Brief: Set the records down again. Match every line exactly.

==== Information shown

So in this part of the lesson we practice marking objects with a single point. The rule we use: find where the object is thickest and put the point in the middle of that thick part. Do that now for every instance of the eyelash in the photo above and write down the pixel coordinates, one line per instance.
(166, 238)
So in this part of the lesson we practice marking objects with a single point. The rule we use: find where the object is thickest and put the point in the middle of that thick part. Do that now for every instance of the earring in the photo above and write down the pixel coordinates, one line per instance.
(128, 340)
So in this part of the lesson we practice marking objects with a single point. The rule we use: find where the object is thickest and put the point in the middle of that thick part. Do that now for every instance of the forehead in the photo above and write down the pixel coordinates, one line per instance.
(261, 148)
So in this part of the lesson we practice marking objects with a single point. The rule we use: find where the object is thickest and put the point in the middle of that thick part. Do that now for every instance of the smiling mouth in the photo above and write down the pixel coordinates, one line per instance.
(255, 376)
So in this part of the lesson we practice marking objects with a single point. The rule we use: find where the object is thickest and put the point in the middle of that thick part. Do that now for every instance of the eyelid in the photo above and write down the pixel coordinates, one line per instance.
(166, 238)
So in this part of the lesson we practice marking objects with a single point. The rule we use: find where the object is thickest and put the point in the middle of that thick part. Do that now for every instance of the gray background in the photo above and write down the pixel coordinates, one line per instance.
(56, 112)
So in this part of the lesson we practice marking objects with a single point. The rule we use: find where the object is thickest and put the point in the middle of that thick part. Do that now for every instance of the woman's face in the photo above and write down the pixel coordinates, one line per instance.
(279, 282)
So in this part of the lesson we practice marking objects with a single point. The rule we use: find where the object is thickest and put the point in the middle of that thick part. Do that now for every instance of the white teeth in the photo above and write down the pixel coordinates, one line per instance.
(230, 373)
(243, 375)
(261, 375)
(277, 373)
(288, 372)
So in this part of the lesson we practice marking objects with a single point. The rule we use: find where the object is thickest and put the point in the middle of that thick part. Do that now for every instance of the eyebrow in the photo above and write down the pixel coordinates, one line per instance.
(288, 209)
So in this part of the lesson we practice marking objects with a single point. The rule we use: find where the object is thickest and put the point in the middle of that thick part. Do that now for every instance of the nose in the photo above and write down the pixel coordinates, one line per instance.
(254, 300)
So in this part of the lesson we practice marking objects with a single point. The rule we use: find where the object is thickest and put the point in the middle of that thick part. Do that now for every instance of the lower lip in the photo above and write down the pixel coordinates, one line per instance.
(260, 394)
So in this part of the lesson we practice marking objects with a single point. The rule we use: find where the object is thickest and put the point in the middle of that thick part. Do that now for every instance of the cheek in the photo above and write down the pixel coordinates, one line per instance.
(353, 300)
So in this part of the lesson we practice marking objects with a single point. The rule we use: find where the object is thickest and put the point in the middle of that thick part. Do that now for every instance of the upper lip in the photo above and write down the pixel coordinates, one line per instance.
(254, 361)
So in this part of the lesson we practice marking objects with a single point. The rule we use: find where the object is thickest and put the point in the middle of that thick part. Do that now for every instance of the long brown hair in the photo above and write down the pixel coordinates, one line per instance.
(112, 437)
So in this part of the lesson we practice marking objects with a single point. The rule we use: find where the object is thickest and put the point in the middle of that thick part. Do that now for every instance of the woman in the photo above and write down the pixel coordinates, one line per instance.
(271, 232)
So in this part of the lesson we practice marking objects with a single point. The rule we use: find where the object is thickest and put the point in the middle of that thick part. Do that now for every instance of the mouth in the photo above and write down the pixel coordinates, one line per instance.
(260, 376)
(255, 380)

========

Output of the exercise:
So in this part of the lesson we practice marking objects with a single point. The rule we use: find where the object is thickest and put the point in the middle of that thick part. Do that now for every instance of the eyelash in the photo above and write down the pixel coordinates, one line per instance.
(166, 238)
So in this part of the lesson we practice marking objects with a single point. The rule we use: find where the object is thickest and put the point in the middle of that thick part. Do that now for every instance of the earring in the photo above and write down the pixel coordinates, one line per instance.
(128, 340)
So in this part of the lesson we practice marking objects with a single point. The rule we use: find where the object is thickest and put the point in the middle of that thick part. Do that now for every instance of the forehead in the photo above and write down the pixel coordinates, one line per instance.
(261, 148)
So in this part of the lesson we practice marking objects with a single point. The rule we use: find where the object is thickest and put the point in the middle of that thick part. Do that now for every instance of the smiling mouth in the photo above and write down the pixel coordinates, one line per instance.
(255, 376)
So in this part of the lesson we practice marking objects with a single point. The rule we use: find where the object is thickest and put the point in the middle of that thick part. Do that now for every instance of the eyelid in the photo above and write down the pixel coordinates, one line per instance.
(166, 238)
So in this part of the lesson we practice marking objects with a single point. The rule we use: find where the object is thickest and put the point in the middle of that thick part. Do that now for every instance of the gray background in the photo above and write down the pixel coordinates, one line per instance.
(56, 112)
So in this part of the lesson we practice marking objects with a single point. The rule we use: find where the object is thickest and put the point in the middle of that thick part. Do that now for every instance of the woman's face in the photo above and write down the pixel coordinates, one line per instance.
(279, 282)
So in this part of the lesson we practice marking objects with a single point. The rule we use: find where the object is thickest and put the point in the middle of that thick part. Do that now for every instance of the white teeth in the photo above and write down the pixel coordinates, one line per instance.
(230, 373)
(243, 375)
(261, 375)
(277, 373)
(288, 372)
So in this part of the lesson we practice marking objects with a single point. The rule we use: find where the object is thickest and put the point in the middle of that thick part. Do that now for every instance of the eyebrow in the photo above and write down the pixel coordinates, one line per instance.
(288, 209)
So in this part of the lesson we practice marking objects with a single point. The rule we use: find where the object is thickest and put the point in the middle of that thick part. Do that now for every instance of the nose in the photo above and write down the pixel coordinates, one line per instance.
(254, 300)
So in this part of the lesson we practice marking objects with a single point. The rule we use: find where the object is thickest and put the point in the middle of that thick part. Do that now for every instance of the lower lip in the photo above and write down the pixel coordinates, one line per instance.
(260, 394)
So in this part of the lesson we practice marking objects with a single point. The rule we use: find where the object is thickest and put the point in the middle of that thick part. Do that now for every instance of the cheek in the photo above and write down the pixel coordinates, one line per instance.
(353, 300)
So in this part of the lesson we practice marking objects with a single point. The rule we use: find where the object is thickest and put the point in the middle of that thick part. Do that now for every instance of the upper lip in the photo above and write down the pixel coordinates, one line per instance.
(254, 361)
So in this part of the lesson we practice marking objects with a single point. The rule we use: find where the object is thickest and put the point in the middle of that thick part. Do that now for every instance of the long brown hair in the photo above and write down the pixel coordinates, one line per instance.
(112, 437)
So in this part of the lesson we practice marking objects with a single point. The rule we use: find where the object is thickest and put the point in the middle of that thick part. Do that now for every instance of the woman in the photo above and write down the pixel coordinates, one line per instance.
(271, 232)
So in this part of the lesson we practice marking objects with a single point. The rule we use: find where the object is thickest and put the point in the middle of that thick part. Do that now for every instance of the mouth in the photo above and write down the pixel coordinates, one line per instance.
(260, 376)
(255, 380)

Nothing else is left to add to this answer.